(Stored data)
******

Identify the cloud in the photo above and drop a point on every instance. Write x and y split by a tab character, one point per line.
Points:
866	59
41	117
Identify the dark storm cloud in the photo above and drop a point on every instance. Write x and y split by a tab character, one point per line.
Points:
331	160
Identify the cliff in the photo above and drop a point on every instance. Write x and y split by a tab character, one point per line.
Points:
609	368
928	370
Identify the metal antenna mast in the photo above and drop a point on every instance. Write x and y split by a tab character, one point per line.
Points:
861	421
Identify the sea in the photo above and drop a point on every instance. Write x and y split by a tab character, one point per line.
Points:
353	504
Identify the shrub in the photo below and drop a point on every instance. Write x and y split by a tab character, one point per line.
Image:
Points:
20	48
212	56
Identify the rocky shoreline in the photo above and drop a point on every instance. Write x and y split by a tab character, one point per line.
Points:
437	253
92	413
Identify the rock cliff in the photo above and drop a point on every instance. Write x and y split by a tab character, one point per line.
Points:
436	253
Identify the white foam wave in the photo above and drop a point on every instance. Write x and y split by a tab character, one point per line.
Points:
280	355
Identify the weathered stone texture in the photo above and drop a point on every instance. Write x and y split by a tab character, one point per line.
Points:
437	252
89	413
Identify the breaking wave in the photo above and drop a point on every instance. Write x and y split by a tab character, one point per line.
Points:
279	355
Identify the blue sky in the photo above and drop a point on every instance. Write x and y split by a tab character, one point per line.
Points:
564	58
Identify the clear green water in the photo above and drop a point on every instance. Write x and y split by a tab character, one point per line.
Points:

******

◆ **ABOUT THIS EXERCISE**: Without omitting anything, output the entries exactly.

◆ **ANSWER TO THIS TASK**:
Identify the cloud in the photo above and drop a point on every instance. Write x and y split by a tab character, one point per line.
Points:
866	59
41	117
Identify the dark storm cloud in the photo above and drop a point on every instance. Write x and y split by a tab character, one point per line.
Points:
331	160
Identify the cliff in the photo above and drop a point on every instance. Write x and y split by a tab character, one point per line.
Points:
609	368
928	370
Identify the metal antenna mast in the photo above and drop a point on every instance. Write x and y split by a tab character, one point per line.
Points:
861	421
Identify the sea in the photo above and drop a point on every instance. Write x and y split by a tab character, one point per line.
Points:
353	504
Identify the shrub in the photo below and drop a point on every instance. Write x and y split by a tab character, one point per line.
Image:
Points:
20	48
212	56
Identify the rocky shoreline in the photo above and drop a point on every instance. Write x and y split by a tab character, one point per line.
Points:
437	253
92	413
Identify the rock cliff in the photo above and drop a point on every instance. Write x and y split by a tab character, one point per line.
Points:
436	253
Identify the white foam wave in the photo above and drop a point on every instance. Write x and y split by a tab character, one point per line.
Points:
280	355
Identify the weathered stone texture in the photo above and drop a point on every instance. Write x and y split by a tab character, one point per line.
Points:
437	252
89	413
Identify the breaking wave in the photo above and drop a point on every instance. Write x and y split by a tab character, one point per line.
Points:
279	355
Identify the blue sky in the photo above and drop a point on every instance. Write x and y split by a tab character, one point per line.
Points:
564	58
Identify the clear green water in the photo above and drop a point on every instance. Write x and y split by a tab character, one point per line.
Points:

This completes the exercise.